== Entries supplied
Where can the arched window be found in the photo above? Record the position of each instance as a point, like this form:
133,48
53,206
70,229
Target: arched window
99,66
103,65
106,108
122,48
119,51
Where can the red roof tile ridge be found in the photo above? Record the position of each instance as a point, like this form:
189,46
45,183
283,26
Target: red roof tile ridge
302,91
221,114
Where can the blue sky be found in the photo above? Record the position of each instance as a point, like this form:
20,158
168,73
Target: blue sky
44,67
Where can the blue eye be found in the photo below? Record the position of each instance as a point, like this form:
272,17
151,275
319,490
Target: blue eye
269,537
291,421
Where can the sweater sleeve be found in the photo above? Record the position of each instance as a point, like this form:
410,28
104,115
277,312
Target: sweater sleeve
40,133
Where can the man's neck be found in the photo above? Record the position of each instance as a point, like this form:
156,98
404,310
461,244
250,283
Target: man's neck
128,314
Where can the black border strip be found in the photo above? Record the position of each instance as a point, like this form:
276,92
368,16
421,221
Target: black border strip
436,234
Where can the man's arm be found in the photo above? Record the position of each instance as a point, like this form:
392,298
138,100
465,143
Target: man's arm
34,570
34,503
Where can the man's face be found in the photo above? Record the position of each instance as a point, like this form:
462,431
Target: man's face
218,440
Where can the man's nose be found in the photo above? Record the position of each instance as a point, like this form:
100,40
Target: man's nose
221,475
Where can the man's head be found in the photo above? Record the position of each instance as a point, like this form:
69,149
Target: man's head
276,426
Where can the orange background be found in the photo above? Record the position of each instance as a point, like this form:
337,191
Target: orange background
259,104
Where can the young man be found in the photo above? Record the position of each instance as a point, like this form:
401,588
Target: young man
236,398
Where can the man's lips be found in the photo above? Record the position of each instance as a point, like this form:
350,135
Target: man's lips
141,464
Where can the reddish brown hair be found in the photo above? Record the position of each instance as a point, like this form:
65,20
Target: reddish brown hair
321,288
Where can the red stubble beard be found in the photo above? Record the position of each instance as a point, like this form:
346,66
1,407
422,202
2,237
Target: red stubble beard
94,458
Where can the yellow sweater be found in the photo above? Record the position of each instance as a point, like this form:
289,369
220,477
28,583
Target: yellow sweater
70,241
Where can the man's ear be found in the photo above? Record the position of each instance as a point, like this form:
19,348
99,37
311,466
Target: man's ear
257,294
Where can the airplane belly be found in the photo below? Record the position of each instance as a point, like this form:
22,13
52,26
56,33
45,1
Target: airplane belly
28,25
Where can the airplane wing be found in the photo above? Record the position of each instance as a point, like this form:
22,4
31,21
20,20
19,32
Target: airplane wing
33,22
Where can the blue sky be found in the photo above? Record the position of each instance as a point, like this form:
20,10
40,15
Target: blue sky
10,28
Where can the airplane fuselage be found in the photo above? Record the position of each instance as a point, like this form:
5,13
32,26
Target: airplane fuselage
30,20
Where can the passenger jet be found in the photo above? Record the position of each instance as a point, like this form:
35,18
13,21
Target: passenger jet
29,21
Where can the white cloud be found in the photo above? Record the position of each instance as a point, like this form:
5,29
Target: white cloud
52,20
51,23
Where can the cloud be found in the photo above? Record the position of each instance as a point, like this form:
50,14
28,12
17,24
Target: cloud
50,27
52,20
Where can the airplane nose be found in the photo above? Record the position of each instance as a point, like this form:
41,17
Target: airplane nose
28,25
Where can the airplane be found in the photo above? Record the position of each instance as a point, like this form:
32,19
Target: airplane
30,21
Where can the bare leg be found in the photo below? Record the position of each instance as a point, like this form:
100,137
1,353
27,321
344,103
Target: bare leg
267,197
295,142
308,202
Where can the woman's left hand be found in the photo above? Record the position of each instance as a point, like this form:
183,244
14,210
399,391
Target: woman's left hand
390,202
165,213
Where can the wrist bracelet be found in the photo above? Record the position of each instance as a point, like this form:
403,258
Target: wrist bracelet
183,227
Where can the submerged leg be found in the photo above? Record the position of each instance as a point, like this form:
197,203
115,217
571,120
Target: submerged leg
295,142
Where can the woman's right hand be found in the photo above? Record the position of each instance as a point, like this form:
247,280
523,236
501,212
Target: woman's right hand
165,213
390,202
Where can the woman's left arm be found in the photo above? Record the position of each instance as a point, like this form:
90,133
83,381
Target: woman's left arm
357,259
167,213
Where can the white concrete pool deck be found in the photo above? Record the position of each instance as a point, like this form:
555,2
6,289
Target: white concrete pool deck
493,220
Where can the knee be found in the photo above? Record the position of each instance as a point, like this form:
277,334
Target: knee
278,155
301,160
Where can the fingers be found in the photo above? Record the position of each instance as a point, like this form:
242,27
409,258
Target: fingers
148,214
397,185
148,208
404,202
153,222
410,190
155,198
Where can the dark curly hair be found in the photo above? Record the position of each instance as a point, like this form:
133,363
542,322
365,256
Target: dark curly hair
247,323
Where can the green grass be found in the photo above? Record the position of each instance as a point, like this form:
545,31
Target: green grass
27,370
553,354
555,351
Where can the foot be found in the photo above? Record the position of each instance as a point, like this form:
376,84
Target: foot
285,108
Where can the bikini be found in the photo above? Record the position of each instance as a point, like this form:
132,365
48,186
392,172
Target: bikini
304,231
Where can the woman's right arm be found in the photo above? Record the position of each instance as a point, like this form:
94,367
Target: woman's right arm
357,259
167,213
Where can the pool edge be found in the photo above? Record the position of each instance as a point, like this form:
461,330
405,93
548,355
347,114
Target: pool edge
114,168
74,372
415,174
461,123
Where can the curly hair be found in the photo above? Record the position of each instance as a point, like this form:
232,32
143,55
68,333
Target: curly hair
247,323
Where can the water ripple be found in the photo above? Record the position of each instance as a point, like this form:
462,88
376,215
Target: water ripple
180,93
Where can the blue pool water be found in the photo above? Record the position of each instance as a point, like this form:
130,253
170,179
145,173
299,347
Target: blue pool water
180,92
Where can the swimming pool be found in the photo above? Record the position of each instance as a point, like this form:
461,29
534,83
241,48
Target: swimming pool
====
→ **Your goal**:
Quote each line of the listing above exactly.

→ **Complete answer**:
Where can the arched window be found in the photo above? Record the position of each instance as a point, like this form:
133,48
53,206
70,229
Target: arched window
99,66
103,65
106,108
122,48
119,51
Where can the red roof tile ridge be found in the photo above? Record the position of each instance as a point, like this form:
189,46
45,183
283,26
Target: red roof tile ridge
302,91
221,114
Where can the blue sky be found in the photo above? Record the position of each instance as a point, like this form:
20,158
168,73
Target: blue sky
44,67
Where can the blue eye be found in the photo below? Record the position of each instance as a point, like this form:
272,17
151,275
319,490
Target: blue eye
269,537
291,421
Where can the sweater sleeve be found in the photo above? Record the position of each instance as a point, like this form:
410,28
104,115
277,312
Target: sweater sleeve
40,133
Where can the man's neck be found in the photo above? Record the position of each instance as a point, like this form:
156,98
404,310
461,244
250,283
Target: man's neck
128,314
Where can the black border strip be found in the photo above? Record the position of each instance as a point, like this form:
276,92
368,16
421,221
Target: black border strip
436,234
Where can the man's arm be found in the photo above? Record the position of each instance as a point, like this form:
392,298
138,100
465,143
Target: man's arm
34,570
34,503
Where can the man's face be found in the photo above? Record the position of each instance as a point, like this form:
462,431
Target: man's face
218,440
Where can the man's nose be found in the photo above? Record the position of each instance as a point, like this form:
100,40
Target: man's nose
221,475
Where can the man's head be found in the photo above? Record the position of each instance as a point, like this form:
69,149
Target: man's head
276,426
Where can the orange background be found in the photo above? Record the position of each instance as a point, like this form:
337,191
Target: orange background
259,104
Where can the young man be found in the photo above? Record the position of each instance as a point, like this form:
401,588
Target: young man
236,398
Where can the man's lips be found in the photo above? Record the position of each instance as a point, like this form:
350,135
Target: man's lips
141,464
Where can the reddish brown hair be found in the photo above? Record the position of each instance as a point, like this form:
65,20
Target: reddish brown hair
321,288
Where can the red stubble beard be found in the photo above? Record the position of each instance as a point, like this form:
346,66
1,407
422,202
2,237
Target: red stubble beard
94,458
Where can the yellow sweater be found in the photo above? Record the position of each instance as a point, like this form:
289,369
220,477
28,583
Target: yellow sweater
70,241
Where can the man's ear be found in the photo above? Record the position of each instance as a point, like this form:
19,348
99,37
311,466
Target: man's ear
257,294
Where can the airplane belly be found in the photo below? Record the position of each instance as a point, like this form:
22,13
52,26
56,33
45,1
Target: airplane belly
28,25
Where can the airplane wing be found in the photo above? Record the position of each instance as a point, like this form:
22,4
31,21
20,20
19,32
Target: airplane wing
33,22
Where can the blue sky be found in the photo above? Record the position of each instance as a point, like this form:
20,10
40,15
Target: blue sky
10,28
Where can the airplane fuselage be found in the photo above? Record the position of each instance as a point, like this form:
5,13
32,26
Target: airplane fuselage
30,20
Where can the passenger jet be found in the photo above? Record the position of each instance as a point, like this form:
35,18
13,21
Target: passenger jet
29,21
Where can the white cloud be found in the photo above? Record the position of each instance as a point, like this form:
5,29
Target: white cloud
52,20
51,23
Where can the cloud be found in the photo above? Record the position of each instance as a point, like this form:
50,14
28,12
17,24
Target: cloud
50,27
52,20
Where can the airplane nose be found in the photo above? Record the position of each instance as a point, like this form:
41,17
Target: airplane nose
28,25
Where can the airplane be found in the photo above? Record the position of each instance as a point, like this form:
32,19
Target: airplane
30,21
Where can the bare leg be found in the photo below? Record the position of each instance as a point, like this form:
100,137
1,353
27,321
344,103
Target: bare leg
267,197
295,142
308,202
Where can the woman's left hand be found in the photo above? Record the position of each instance as a point, like this form:
183,244
14,210
399,391
Target: woman's left hand
390,202
165,213
Where can the wrist bracelet be found in the photo above? Record the position of each instance as a point, like this form:
403,258
Target: wrist bracelet
183,227
Where can the submerged leg be found in the photo above? Record the position of each instance as a point, like this form:
197,203
115,217
571,120
Target: submerged leg
295,142
Where can the woman's right hand be found in the photo above? Record the position of each instance as a point, like this form:
247,280
523,236
501,212
Target: woman's right hand
165,213
390,202
Where can the woman's left arm be found in the photo above? Record the position of each instance as a point, like this form:
90,133
83,381
Target: woman's left arm
357,259
167,213
Where can the white concrete pool deck be found in the photo above? Record the position of each instance as a point, like this form:
555,2
6,289
Target: white concrete pool deck
493,220
Where can the knee be found in the photo above? Record the position of each instance as a point, like this form:
277,334
Target: knee
278,155
301,160
Where can the fingers be found in the photo above? Record the position of each instance as a point, like this form:
242,27
409,258
Target: fingers
148,214
397,185
148,208
404,202
153,222
410,190
155,198
Where can the dark curly hair be found in the photo above? Record the position of each instance as a point, like this form:
133,363
542,322
365,256
Target: dark curly hair
247,323
Where can the green grass be found in the photo above? Record the position of each instance as a point, like this form:
545,31
Target: green grass
27,370
553,354
555,351
Where can the foot be found in the photo above? Record the position of each instance as a point, like this form:
376,84
Target: foot
285,108
Where can the bikini be found in the photo above? Record the position of each instance as a point, like this form:
132,365
48,186
392,172
Target: bikini
304,231
Where can the woman's right arm be found in the photo above? Record the position of each instance as a point, like this form:
94,367
Target: woman's right arm
357,259
167,213
Where can the pool edge be found in the photo above? Record the position of each instance as a point, like this form:
461,330
405,93
548,355
347,114
Target: pool edge
114,168
74,372
415,174
461,123
Where can the curly hair be found in the photo above? Record the position of each instance as a point, like this form:
232,32
143,55
68,333
Target: curly hair
247,323
Where can the water ripple be found in the photo above? Record the position of each instance as a point, like this form:
462,88
376,215
Target: water ripple
180,93
Where can the blue pool water be found in the photo above? Record the position of each instance as a point, like this form:
130,253
170,179
145,173
299,347
Target: blue pool water
180,92
Where can the swimming pool be found in the photo above? Record the position of each instance as a point, like this form:
461,29
534,83
241,48
Target: swimming pool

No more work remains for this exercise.